Write the next part of the news report on New South Wales palliative care funding, picking up after its final sentence.

TEXT PASSAGE:
Segment Open

Palliative care in NSW will receive a $743 million boost as Premier Dominic Perrottet makes good on his promise to fix end-of-life care, making amends for failing on the issue when treasurer.
Perrottet says it’s the most important budget announcement he’s ever made, after promising to improve palliative care during debate on voluntary assisted dying, which he opposed, but was legalised last month.
“There was no negotiation when it came to palliative care in this year’s budget,” he said on Thursday.
“It was never about the dollars, it was about matching the commitment to say that whoever you are … you will have the care and support that you need.”
The money is on top of the $300m already spent in NSW each year on palliative care, with the first-year funding of the new package to be revealed in the budget on June 21.
The additional funding will increase significantly over time, growing to an additional $339 million in the fifth year.
During the voluntary assisted dying debate in November, Perrottet acknowledged he’d “failed in my former capacity as treasurer to address this issue”.
“I made that commitment that I would rectify the mistakes of the past … I want the best package possible that provides the greatest support that we can to people as they come to their end of life,” he said.

Segment Closed

DATA PROVIDED:
Segment Open

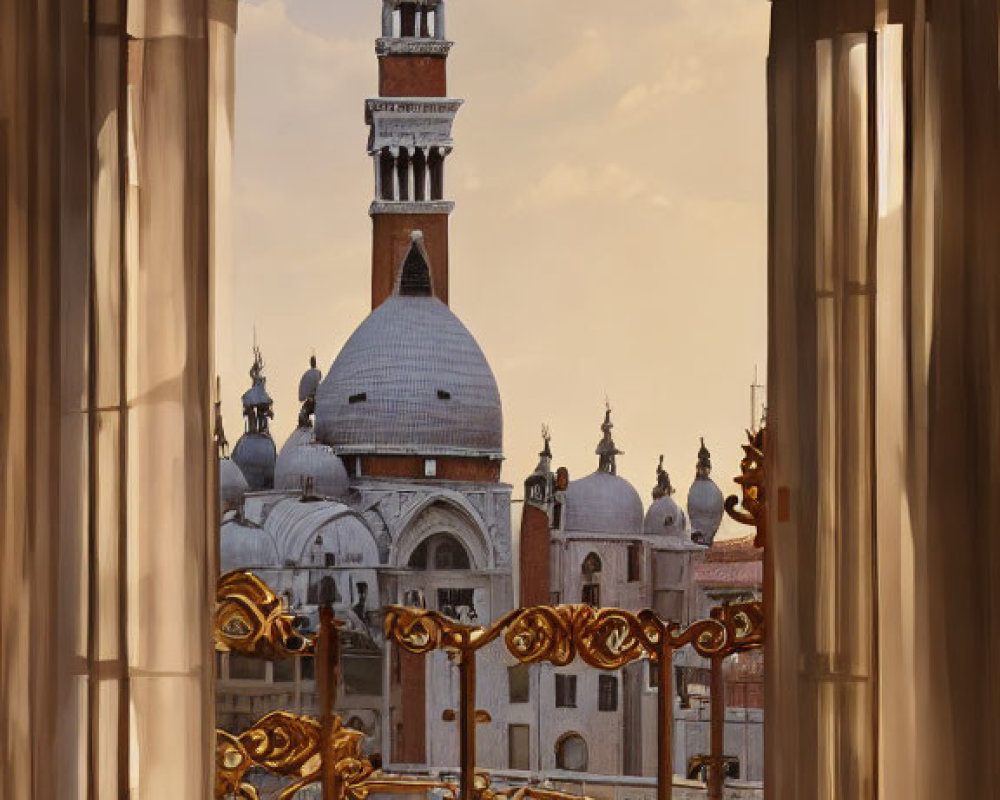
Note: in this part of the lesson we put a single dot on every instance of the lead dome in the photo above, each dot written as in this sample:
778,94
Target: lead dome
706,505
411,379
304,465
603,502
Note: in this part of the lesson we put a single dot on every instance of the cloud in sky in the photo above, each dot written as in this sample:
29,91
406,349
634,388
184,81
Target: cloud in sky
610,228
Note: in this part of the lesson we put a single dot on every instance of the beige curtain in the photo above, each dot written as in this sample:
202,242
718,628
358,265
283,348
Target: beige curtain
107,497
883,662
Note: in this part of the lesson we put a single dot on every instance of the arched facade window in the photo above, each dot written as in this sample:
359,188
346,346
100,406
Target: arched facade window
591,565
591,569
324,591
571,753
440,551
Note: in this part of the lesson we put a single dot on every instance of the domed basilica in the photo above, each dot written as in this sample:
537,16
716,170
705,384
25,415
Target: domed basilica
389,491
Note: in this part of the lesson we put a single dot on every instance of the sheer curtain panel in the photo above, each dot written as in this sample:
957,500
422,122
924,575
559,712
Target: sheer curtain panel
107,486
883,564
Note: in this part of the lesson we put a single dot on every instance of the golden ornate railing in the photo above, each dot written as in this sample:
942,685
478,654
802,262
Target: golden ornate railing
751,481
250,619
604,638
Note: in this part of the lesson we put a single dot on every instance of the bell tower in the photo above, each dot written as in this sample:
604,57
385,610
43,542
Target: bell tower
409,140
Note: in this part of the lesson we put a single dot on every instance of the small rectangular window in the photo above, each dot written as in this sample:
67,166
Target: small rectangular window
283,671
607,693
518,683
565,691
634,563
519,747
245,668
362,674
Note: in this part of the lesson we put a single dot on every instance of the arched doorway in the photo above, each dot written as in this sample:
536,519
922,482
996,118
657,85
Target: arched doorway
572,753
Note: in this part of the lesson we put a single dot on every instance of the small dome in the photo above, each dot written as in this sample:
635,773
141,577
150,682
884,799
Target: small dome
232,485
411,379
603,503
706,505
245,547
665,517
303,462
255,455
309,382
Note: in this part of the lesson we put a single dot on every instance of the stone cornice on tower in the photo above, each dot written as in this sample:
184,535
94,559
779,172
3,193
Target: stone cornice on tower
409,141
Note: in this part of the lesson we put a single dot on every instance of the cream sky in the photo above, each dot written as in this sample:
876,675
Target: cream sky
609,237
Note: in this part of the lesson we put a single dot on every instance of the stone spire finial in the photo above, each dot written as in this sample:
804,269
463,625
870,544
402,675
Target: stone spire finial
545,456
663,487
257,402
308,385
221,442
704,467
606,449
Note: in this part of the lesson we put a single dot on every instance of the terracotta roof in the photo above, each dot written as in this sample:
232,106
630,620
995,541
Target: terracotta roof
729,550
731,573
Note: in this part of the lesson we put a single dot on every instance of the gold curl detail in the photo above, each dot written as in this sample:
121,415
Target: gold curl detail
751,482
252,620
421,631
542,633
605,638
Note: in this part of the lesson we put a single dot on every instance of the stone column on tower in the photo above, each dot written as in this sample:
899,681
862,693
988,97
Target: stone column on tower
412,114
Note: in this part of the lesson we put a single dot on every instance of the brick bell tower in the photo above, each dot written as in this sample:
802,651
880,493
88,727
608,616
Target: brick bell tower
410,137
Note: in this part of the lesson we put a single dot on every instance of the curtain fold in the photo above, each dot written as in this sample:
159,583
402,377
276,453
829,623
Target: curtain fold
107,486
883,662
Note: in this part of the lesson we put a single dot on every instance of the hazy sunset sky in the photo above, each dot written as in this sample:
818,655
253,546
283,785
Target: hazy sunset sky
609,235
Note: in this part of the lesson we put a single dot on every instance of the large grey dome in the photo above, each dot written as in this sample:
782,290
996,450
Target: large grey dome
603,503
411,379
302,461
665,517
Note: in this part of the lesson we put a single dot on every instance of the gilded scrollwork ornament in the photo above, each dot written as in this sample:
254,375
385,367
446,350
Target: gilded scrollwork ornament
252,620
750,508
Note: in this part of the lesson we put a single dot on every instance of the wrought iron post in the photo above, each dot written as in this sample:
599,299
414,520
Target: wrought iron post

Segment Closed

ANSWER TO THIS PROBLEM:
“By the end of it, we would have more than doubled the investment in palliative care annually in our state and that will make a world of difference.”
Regional Health Minister Bronnie Taylor, a former palliative care nurse, said the funding package would strengthen the career pathways for people becoming palliative carers.
“It is actually one of the most rewarding professions to ever work in,” she said.
The increased investment in palliative care will attract more healthcare professionals, Taylor said.
“When they know that investment is there and that specialty is there and that it’s valued … it actually becomes an incredible career opportunity,” she said.
The funding will provide another 600 carers including nurses, doctors and support staff, as well as boost hospital capacity for palliative care, at a cost of $650 million over five years.
The remaining $93 million in the package is for infrastructure.
Westmead and Nepean hospitals in Sydney’s west will get dedicated palliative care units and regional facilities will be refurbished or redeveloped.
While hospitals will receive some of the funding, Perrottet said it was also important to provide home care.
“For many people who come to their end of life, that’s where they want to be,” he said.
Treasurer Matt Kean said more people will be able to live at home and close to loved ones while they receive care thanks to the increased funding.
“It will improve access to new treatments, world-leading pain management services and medications, and community-based services to reduce unnecessary stays in hospitals,” he said.